> Task brief:
Please reproduce, exactly and with nothing else, every line from the one containing "If you could place a marker on the man's nose" through the last line of the records below.
□ □ □ □ □ □ □
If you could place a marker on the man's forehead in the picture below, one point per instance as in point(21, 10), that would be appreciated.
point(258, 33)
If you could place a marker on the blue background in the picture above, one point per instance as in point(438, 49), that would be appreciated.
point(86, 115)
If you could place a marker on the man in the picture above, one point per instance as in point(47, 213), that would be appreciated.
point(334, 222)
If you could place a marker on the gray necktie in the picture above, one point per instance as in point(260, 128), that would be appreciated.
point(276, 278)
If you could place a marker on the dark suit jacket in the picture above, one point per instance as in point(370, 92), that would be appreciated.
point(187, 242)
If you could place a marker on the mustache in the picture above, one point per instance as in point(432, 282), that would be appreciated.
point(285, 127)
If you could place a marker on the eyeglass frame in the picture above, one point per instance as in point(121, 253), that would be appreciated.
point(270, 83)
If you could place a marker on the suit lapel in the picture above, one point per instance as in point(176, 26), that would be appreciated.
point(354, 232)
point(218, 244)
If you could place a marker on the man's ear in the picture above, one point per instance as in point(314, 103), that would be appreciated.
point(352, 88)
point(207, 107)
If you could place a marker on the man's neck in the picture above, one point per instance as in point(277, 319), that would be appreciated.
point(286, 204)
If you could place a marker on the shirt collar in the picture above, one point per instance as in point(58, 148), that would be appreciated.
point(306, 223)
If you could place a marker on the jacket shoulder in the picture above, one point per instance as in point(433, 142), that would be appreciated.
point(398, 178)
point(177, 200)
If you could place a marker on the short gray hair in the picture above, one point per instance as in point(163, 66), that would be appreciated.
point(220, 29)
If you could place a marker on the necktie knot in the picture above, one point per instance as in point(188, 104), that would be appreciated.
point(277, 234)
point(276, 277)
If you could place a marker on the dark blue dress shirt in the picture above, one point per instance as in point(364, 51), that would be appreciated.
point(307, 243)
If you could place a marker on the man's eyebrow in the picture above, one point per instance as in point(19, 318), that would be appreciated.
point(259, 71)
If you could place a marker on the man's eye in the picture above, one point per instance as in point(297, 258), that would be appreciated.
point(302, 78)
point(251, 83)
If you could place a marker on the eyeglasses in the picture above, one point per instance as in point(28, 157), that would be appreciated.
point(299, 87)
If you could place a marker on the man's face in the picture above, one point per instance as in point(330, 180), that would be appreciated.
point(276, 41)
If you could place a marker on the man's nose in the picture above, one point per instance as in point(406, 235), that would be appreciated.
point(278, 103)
□ □ □ □ □ □ □
> Task result:
If you could place a marker on the man's nose in the picture above, one point per instance as in point(406, 235), that would be appreciated.
point(278, 103)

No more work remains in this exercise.